§ **TASKS**
**A.** In the post about relationship wishes, list the things named in the sentence that ends "keep me happy."
**B.** Pick up the post about what its writer wants from a relationship after its final sentence and keep it going.

I’m a (somewhat) hopeless romantic. I’m sure this isn’t news to anyone for that matter. Its easy to assume that most women are hopeless romantics who want a deliciously laced, airy love, full of kisses and hugs. Anyways, my point is this – what do I want from a relationship? Well, to begin there are areas of my “ideal relationship” that are traditional and some which are not. I usually butt heads with girlfriends about this topic. The way I see it is this: as long as it works for me and the other person, then its all a go. We’re the only two people in the relationship so everything else is just ear static.

Traditional elements I like:

1. Phone Calls: Yeah, you may not talk a lot or like to talk on the phone, but nothing makes me happier than a simple hello. In all honesty phone calls more than any other form of communication will get my attention. Texts are fine but calls every now and then is awesome.

2. Notes: Call it immature, call it whatever you want. I like notes. I like written little scribbles that I can find in my bag later in my day. Notes, cards, simple musings keep me happy.

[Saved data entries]
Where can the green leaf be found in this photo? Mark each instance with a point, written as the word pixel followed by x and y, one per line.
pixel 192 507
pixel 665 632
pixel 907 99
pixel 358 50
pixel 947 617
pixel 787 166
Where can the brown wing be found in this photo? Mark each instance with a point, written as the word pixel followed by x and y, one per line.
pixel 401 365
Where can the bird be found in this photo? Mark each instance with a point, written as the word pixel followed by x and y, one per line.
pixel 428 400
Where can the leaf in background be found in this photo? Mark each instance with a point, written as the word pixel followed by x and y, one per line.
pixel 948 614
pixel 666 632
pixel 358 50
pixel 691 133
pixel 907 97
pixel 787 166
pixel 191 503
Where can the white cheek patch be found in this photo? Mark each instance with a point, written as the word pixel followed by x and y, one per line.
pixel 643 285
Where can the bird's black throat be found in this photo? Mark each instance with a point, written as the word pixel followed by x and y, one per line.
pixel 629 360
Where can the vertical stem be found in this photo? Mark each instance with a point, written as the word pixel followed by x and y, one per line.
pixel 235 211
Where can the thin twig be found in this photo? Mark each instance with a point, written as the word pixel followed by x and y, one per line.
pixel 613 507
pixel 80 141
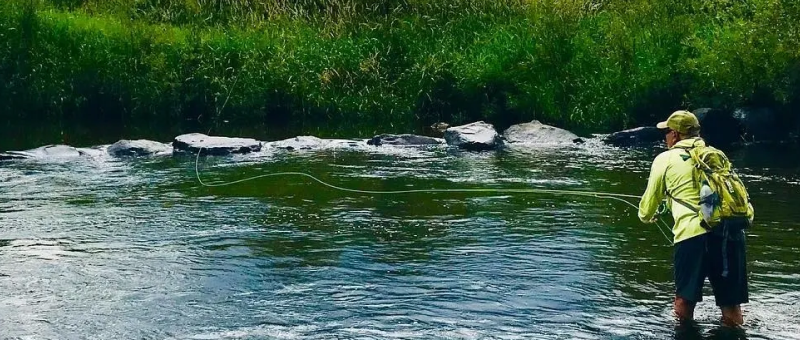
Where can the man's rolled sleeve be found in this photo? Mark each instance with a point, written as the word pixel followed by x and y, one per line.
pixel 656 190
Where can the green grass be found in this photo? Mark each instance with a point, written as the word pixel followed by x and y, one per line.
pixel 395 65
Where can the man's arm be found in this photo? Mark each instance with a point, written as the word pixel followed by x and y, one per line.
pixel 656 190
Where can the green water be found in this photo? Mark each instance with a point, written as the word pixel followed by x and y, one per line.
pixel 103 248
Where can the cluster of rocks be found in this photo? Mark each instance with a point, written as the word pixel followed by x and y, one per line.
pixel 718 127
pixel 474 136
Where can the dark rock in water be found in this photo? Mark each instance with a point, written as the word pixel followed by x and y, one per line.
pixel 140 147
pixel 640 136
pixel 718 127
pixel 437 129
pixel 12 155
pixel 212 145
pixel 50 151
pixel 474 136
pixel 387 139
pixel 760 124
pixel 538 133
pixel 300 143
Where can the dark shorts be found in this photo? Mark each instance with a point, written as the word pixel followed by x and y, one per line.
pixel 702 256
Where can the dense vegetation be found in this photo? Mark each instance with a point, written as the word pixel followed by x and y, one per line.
pixel 395 64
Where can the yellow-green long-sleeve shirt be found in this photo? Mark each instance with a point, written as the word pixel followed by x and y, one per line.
pixel 672 171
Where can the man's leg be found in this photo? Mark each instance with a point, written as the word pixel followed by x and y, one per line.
pixel 731 289
pixel 690 273
pixel 732 315
pixel 684 309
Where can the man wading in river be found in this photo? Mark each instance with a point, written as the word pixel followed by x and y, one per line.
pixel 708 234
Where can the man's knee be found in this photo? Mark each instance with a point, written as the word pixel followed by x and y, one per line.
pixel 684 309
pixel 732 315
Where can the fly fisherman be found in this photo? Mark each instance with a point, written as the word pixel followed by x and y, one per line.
pixel 708 233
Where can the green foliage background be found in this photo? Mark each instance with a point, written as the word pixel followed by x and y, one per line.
pixel 395 65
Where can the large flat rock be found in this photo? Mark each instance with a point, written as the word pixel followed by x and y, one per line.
pixel 474 136
pixel 538 133
pixel 213 145
pixel 139 147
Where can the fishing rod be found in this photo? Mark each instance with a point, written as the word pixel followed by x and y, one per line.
pixel 595 194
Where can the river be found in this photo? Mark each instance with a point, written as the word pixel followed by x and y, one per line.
pixel 103 248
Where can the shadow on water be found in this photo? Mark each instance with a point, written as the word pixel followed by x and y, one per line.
pixel 692 331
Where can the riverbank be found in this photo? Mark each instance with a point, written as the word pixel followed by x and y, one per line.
pixel 344 66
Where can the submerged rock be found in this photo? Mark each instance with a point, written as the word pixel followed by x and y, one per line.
pixel 760 124
pixel 474 136
pixel 300 143
pixel 640 136
pixel 538 133
pixel 718 127
pixel 47 151
pixel 213 145
pixel 140 147
pixel 405 139
pixel 11 155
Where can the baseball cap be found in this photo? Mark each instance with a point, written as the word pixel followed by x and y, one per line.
pixel 681 121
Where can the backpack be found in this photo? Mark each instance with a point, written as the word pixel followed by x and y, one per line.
pixel 723 196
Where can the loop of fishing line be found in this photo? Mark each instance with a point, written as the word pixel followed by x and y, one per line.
pixel 596 194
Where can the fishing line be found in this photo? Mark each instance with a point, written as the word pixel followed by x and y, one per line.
pixel 596 194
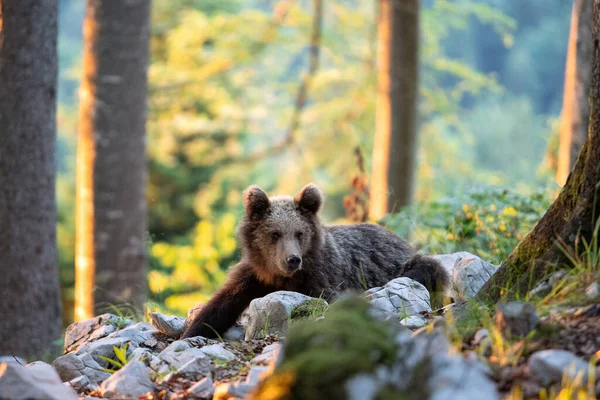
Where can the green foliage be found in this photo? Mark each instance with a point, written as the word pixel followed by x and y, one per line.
pixel 120 362
pixel 223 84
pixel 310 309
pixel 322 355
pixel 486 221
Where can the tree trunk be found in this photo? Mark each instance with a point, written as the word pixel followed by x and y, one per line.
pixel 394 151
pixel 29 301
pixel 111 164
pixel 578 77
pixel 570 219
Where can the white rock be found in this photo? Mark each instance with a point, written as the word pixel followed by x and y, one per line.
pixel 195 368
pixel 453 378
pixel 169 325
pixel 38 381
pixel 104 347
pixel 551 365
pixel 516 318
pixel 399 298
pixel 143 355
pixel 178 354
pixel 202 389
pixel 268 355
pixel 130 381
pixel 14 359
pixel 92 329
pixel 257 374
pixel 449 375
pixel 362 387
pixel 468 272
pixel 414 322
pixel 270 315
pixel 78 383
pixel 235 333
pixel 137 334
pixel 71 366
pixel 218 352
pixel 232 391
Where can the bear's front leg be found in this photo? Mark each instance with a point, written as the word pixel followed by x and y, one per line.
pixel 226 305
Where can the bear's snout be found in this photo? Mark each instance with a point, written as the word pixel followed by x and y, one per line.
pixel 293 262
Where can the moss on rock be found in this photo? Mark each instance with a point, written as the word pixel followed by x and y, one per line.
pixel 320 357
pixel 310 309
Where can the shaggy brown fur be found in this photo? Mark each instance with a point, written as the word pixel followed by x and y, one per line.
pixel 286 247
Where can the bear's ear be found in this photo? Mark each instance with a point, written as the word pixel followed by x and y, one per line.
pixel 256 201
pixel 310 198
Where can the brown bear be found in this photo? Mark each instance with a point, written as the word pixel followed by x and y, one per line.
pixel 285 246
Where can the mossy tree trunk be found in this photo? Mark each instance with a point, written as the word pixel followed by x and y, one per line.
pixel 572 217
pixel 30 321
pixel 394 148
pixel 110 262
pixel 576 111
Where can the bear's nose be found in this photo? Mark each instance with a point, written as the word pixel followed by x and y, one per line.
pixel 293 261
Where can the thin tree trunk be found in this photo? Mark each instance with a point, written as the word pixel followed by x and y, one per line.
pixel 111 163
pixel 570 219
pixel 30 318
pixel 578 77
pixel 394 151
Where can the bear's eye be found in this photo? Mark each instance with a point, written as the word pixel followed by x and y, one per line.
pixel 275 236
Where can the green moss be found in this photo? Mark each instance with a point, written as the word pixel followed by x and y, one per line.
pixel 310 309
pixel 321 356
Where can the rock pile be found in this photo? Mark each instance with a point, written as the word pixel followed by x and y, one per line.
pixel 366 348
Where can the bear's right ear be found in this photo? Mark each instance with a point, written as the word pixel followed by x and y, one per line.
pixel 310 198
pixel 256 201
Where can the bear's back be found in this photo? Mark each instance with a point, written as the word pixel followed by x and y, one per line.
pixel 357 256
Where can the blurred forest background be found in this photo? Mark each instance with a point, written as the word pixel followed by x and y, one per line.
pixel 223 79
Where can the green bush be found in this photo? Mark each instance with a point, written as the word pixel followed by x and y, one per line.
pixel 487 221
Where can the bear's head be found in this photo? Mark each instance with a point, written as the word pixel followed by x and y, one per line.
pixel 278 233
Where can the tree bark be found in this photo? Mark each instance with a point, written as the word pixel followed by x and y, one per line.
pixel 394 150
pixel 29 301
pixel 572 217
pixel 578 78
pixel 111 164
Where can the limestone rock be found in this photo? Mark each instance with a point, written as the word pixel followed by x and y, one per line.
pixel 516 318
pixel 177 354
pixel 218 352
pixel 269 315
pixel 104 347
pixel 235 333
pixel 268 355
pixel 414 322
pixel 398 299
pixel 131 381
pixel 37 381
pixel 139 334
pixel 551 365
pixel 71 366
pixel 468 273
pixel 92 329
pixel 169 325
pixel 202 389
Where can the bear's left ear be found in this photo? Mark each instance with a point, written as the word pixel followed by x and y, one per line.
pixel 310 198
pixel 256 201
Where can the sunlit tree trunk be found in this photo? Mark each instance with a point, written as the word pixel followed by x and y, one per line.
pixel 111 164
pixel 572 217
pixel 578 76
pixel 394 151
pixel 29 290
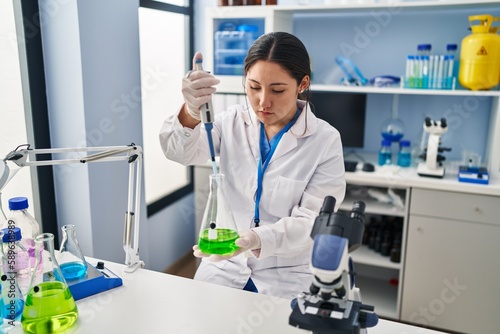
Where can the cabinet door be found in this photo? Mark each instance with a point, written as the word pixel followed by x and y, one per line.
pixel 452 275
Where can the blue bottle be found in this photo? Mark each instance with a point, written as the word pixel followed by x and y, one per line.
pixel 385 153
pixel 404 154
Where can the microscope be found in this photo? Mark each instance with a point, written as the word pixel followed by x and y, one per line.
pixel 333 304
pixel 433 166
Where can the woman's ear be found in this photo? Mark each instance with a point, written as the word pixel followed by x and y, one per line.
pixel 304 84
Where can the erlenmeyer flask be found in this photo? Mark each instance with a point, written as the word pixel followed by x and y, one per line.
pixel 218 230
pixel 11 295
pixel 50 306
pixel 71 260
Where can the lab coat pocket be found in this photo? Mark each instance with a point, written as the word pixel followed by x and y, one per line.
pixel 286 194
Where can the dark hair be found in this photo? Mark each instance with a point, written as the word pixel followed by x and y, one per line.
pixel 284 49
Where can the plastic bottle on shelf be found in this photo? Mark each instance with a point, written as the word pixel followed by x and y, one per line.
pixel 30 228
pixel 404 154
pixel 385 153
pixel 17 256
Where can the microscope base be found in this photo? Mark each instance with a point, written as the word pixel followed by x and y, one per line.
pixel 423 170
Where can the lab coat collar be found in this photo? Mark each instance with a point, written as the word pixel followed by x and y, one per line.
pixel 306 124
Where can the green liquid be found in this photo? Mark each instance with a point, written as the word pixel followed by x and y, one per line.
pixel 49 308
pixel 222 245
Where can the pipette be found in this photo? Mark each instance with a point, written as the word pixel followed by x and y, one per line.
pixel 207 117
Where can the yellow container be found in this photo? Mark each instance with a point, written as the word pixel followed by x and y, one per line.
pixel 480 55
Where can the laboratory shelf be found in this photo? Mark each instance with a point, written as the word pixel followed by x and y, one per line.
pixel 394 6
pixel 365 255
pixel 374 207
pixel 379 293
pixel 402 91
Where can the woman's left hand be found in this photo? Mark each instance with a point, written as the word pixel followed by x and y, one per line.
pixel 248 240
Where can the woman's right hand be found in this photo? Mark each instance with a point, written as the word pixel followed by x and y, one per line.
pixel 197 89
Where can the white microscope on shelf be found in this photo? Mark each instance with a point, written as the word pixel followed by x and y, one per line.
pixel 433 166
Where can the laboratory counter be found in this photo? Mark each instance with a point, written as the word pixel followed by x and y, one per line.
pixel 154 302
pixel 407 177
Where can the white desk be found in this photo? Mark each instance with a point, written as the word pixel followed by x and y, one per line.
pixel 153 302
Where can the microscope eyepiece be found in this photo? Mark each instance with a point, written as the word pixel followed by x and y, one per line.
pixel 443 123
pixel 358 210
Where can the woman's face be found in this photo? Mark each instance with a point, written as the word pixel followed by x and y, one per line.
pixel 272 92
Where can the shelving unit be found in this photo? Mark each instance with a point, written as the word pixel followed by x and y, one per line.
pixel 380 280
pixel 377 276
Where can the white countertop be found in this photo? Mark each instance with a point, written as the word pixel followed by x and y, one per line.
pixel 154 302
pixel 398 177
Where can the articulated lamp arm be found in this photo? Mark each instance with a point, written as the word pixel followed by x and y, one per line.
pixel 24 156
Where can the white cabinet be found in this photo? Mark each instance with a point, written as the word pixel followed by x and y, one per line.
pixel 452 262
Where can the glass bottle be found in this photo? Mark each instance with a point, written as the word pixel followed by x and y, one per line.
pixel 30 228
pixel 404 154
pixel 50 306
pixel 17 257
pixel 11 297
pixel 71 260
pixel 218 230
pixel 385 153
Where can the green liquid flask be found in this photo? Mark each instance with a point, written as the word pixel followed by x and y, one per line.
pixel 71 260
pixel 49 306
pixel 218 230
pixel 12 300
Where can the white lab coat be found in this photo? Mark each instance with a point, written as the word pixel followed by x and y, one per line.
pixel 306 166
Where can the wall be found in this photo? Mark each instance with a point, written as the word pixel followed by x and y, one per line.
pixel 92 62
pixel 15 126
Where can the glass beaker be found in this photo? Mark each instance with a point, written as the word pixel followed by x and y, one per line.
pixel 50 306
pixel 71 260
pixel 218 230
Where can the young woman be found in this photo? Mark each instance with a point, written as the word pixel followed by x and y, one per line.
pixel 279 162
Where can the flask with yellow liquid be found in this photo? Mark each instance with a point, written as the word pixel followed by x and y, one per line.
pixel 480 54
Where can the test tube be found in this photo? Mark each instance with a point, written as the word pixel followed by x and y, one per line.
pixel 409 70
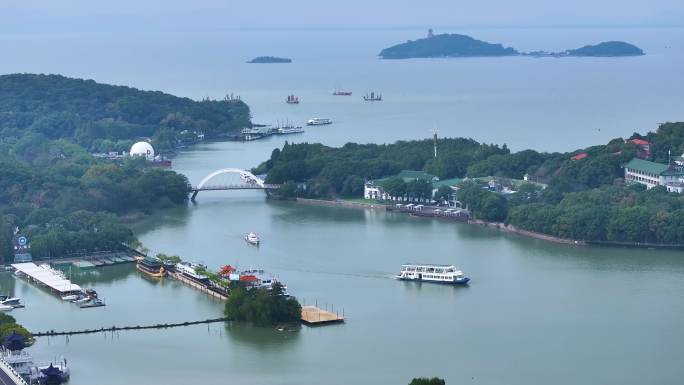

§ **EXERCISE ANSWERS**
**A.** Notes, cards, simple musings

**B.**
3. Dates: Dinner, catch a movie, watch the sunrise, have a beer, watch a game, go bowling– whatever. Dates are fun and great way to spend some time together outside of traditional comfort zones. I don’t expect to be wined and dined every time but a date here and there is nice.

4. Commitments: I don’t think this is something I take lightly, if you say you’re going to do something then do it. Follow through is very important. In terms of long term commitments, they’re great but I don’t think they’re for everybody-initially. (I’ll explain this a bit later.)

5. Communication:  Just talk to me, let me know what’s going on. I like to talk a lot. Yeah, sometimes shit happens. Whatever. Its a matter of how each of us deals with it and continue to learn from it. So speak up!

Nontraditional elements I like:

1. Frequency:  I may not see you everyday because my schedule sucks, or I’m overwhelmed with work, etc. I think that’s okay. I’ll see you once or twice a week, I think that’s healthy. Obviously as the relationship grows the frequency will change. Its important for me to take my time to get to know you, which is why frequency can vary.

2. Long Term Commitment: Outside of its institutionalized structure, I’m all for marriage. If I ever got into a life threating situation I would want my husband there. I would want the security of knowing should something happen to me, whatever I have is his.

3. Free to Roam: I’m all for you doing your thing and me doing mine. As long as there is a mutual understanding and support each others goals- we’re good.

4.  Boys Nights: Go out whenever the hell you want. I’m not picky, I don’t take it personal. Whateves, you need your own social life as well as I do.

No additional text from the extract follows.